┌─ TASK DATA
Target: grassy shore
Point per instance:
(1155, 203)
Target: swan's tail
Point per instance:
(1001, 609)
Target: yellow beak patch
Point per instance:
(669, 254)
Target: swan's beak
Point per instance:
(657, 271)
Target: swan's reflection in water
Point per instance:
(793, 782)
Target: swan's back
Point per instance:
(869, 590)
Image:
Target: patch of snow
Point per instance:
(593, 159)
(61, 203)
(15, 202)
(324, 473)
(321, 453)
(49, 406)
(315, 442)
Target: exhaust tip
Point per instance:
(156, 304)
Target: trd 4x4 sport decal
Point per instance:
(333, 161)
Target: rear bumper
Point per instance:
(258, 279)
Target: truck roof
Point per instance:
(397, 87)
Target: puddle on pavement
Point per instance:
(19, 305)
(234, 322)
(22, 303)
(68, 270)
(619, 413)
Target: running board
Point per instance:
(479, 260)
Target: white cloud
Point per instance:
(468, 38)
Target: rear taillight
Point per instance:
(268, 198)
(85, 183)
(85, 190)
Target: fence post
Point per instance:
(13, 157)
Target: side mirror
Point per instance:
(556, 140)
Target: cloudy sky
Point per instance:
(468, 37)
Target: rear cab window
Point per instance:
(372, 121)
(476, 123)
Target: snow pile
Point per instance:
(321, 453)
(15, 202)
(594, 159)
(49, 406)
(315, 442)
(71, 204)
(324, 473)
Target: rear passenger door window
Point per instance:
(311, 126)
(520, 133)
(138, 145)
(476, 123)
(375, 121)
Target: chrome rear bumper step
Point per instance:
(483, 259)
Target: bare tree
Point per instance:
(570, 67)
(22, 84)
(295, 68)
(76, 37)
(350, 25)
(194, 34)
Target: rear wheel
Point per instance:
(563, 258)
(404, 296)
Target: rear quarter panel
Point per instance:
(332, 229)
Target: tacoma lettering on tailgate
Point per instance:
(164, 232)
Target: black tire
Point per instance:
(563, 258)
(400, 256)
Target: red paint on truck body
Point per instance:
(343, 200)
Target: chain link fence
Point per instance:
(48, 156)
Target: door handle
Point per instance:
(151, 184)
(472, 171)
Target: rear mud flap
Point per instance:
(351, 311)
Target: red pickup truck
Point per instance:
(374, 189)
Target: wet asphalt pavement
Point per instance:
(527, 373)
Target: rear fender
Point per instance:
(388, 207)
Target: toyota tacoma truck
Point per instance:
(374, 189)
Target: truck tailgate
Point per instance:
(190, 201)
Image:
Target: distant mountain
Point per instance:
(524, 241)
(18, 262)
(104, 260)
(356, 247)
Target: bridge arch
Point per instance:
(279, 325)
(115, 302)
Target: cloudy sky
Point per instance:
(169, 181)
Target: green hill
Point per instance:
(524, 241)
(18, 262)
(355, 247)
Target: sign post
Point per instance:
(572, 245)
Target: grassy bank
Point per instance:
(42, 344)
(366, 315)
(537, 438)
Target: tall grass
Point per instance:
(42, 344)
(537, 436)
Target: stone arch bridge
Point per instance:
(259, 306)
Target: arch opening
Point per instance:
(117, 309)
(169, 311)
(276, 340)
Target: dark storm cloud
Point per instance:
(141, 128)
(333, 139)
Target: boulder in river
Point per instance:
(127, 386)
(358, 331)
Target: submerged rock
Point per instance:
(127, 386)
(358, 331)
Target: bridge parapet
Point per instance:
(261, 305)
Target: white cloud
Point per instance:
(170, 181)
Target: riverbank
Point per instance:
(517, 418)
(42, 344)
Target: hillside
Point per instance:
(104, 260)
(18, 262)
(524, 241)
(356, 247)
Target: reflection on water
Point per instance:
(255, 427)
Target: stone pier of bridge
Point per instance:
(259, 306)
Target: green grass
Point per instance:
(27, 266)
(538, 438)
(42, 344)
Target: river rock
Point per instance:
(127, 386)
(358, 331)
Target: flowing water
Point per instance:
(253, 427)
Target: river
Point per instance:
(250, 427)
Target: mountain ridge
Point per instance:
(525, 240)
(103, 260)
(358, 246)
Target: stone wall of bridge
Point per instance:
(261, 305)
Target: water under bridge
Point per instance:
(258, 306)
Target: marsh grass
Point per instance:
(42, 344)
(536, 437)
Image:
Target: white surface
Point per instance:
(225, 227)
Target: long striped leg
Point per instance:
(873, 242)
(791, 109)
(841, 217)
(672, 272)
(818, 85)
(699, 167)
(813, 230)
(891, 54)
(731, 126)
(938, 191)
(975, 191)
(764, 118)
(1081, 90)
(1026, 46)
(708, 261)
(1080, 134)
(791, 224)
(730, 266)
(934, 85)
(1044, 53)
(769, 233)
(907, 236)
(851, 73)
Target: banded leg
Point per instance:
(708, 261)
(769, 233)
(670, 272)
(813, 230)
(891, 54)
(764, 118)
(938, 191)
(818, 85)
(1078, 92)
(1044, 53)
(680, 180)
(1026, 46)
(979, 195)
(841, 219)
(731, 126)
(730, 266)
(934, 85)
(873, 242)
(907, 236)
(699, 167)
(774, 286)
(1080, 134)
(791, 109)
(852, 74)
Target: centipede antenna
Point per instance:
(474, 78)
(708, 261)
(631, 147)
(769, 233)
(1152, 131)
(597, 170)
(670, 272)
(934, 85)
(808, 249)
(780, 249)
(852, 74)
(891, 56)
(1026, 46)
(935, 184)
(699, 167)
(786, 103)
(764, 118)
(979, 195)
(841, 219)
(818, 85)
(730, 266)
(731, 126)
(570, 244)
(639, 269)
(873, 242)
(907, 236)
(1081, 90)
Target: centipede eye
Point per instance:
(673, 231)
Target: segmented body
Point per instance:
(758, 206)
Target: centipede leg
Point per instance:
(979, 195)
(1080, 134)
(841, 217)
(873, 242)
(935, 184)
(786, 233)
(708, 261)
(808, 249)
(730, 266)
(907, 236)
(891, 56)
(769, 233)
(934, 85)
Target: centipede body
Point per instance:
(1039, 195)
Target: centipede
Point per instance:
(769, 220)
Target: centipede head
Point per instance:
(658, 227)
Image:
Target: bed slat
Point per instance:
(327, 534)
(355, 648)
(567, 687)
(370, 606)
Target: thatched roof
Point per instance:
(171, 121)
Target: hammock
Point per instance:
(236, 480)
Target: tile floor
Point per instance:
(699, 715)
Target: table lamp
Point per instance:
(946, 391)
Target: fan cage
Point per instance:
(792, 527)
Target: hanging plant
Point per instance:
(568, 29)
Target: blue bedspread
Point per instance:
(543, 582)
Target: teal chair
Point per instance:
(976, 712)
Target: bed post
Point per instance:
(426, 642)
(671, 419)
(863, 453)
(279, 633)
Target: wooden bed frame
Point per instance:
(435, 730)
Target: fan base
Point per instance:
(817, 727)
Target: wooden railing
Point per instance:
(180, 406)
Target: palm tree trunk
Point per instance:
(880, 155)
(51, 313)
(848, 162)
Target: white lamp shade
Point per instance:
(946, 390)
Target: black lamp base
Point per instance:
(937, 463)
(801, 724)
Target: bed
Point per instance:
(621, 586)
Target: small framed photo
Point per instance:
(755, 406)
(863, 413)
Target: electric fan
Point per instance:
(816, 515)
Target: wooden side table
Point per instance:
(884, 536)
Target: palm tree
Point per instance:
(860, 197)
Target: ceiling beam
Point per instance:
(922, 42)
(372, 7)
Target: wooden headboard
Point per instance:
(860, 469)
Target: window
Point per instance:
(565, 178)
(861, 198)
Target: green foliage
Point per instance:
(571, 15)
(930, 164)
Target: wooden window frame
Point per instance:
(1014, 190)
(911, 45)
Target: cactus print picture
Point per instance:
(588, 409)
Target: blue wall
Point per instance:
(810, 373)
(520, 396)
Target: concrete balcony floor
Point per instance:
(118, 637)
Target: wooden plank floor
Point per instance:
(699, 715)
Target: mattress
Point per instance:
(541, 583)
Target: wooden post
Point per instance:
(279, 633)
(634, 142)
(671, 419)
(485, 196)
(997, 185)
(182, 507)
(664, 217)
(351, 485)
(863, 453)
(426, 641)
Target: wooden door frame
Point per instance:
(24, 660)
└─
--- PROBLEM STATEMENT ---
Of the lines above, retype only those from the line containing "Target: water under bridge" through the line containing "Target: long striped leg", including both, exactly.

--- RESULT ---
Target: water under bridge
Point per instance:
(258, 306)
Target: marsh grass
Point per instance:
(42, 344)
(536, 437)
Image:
Target: white surface
Point per instance:
(225, 227)
Target: long striped leg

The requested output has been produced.